━━ Data listing ━━

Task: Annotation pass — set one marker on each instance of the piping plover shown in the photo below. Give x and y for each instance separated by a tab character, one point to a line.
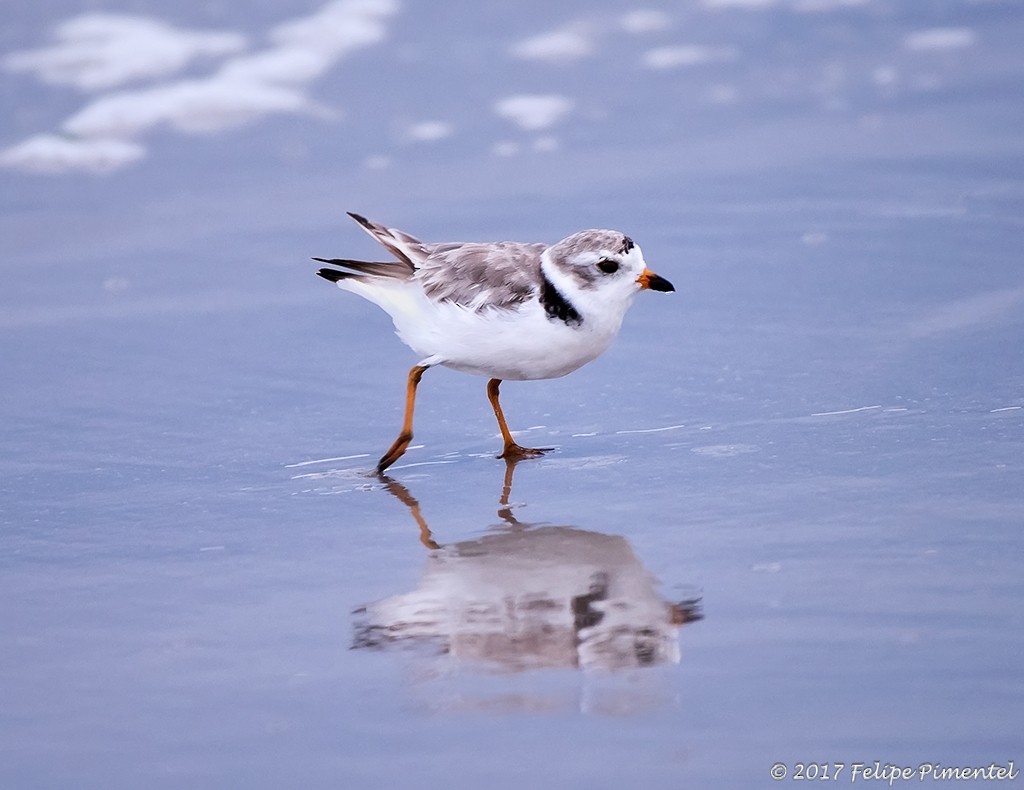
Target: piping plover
501	309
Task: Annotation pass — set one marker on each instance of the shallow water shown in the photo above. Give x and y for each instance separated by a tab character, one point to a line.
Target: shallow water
782	522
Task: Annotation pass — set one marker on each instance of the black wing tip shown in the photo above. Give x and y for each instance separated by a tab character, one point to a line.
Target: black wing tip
333	275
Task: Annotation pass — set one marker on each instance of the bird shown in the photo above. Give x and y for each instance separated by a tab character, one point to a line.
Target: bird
507	310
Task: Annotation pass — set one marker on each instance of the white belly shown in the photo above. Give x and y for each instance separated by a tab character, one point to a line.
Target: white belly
515	345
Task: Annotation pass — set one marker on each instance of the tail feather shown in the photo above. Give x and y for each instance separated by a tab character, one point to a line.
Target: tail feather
408	249
388	269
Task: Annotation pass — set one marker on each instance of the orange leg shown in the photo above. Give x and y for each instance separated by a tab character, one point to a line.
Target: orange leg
401	443
512	451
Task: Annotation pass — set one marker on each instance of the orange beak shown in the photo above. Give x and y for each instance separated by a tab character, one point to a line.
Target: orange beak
654	282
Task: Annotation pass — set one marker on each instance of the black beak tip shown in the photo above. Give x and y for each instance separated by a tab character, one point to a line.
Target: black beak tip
657	283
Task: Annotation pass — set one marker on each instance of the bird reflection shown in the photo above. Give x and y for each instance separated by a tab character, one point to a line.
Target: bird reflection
529	596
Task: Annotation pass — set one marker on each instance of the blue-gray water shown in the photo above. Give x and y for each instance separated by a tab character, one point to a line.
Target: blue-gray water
784	518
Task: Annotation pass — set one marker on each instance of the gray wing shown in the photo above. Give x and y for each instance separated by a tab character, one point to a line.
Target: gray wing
479	277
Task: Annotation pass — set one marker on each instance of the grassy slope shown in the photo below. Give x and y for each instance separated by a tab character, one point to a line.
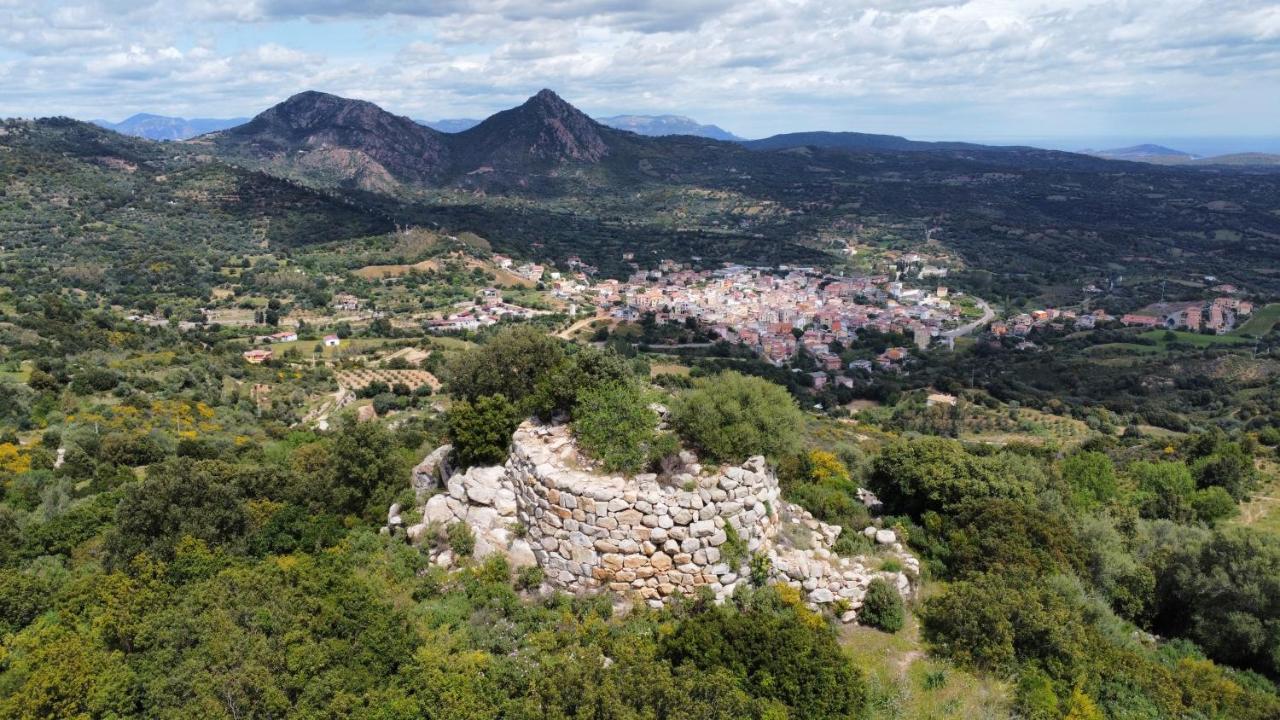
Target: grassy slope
908	684
1261	322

━━━

**Exercise directions**
Please repeat the material starting at the line containing "of the gray" and ending at the end of the material, with "grassy slope" replaced by "hillside" and nothing else changed. Leave the pictures out of your answer.

**Final answer**
Task: Annotation pass — set one marker on each instance of the gray wing shown in the photo above. Give x and y for each instance separated by a tab character, one point to a line.
Target: gray wing
479	277
Task: Annotation pass — set one marker on each instance of the hillside shown in the photo below. Give x and y for each instance separated by a tab character, one point to a line.
Target: hillside
908	684
1261	322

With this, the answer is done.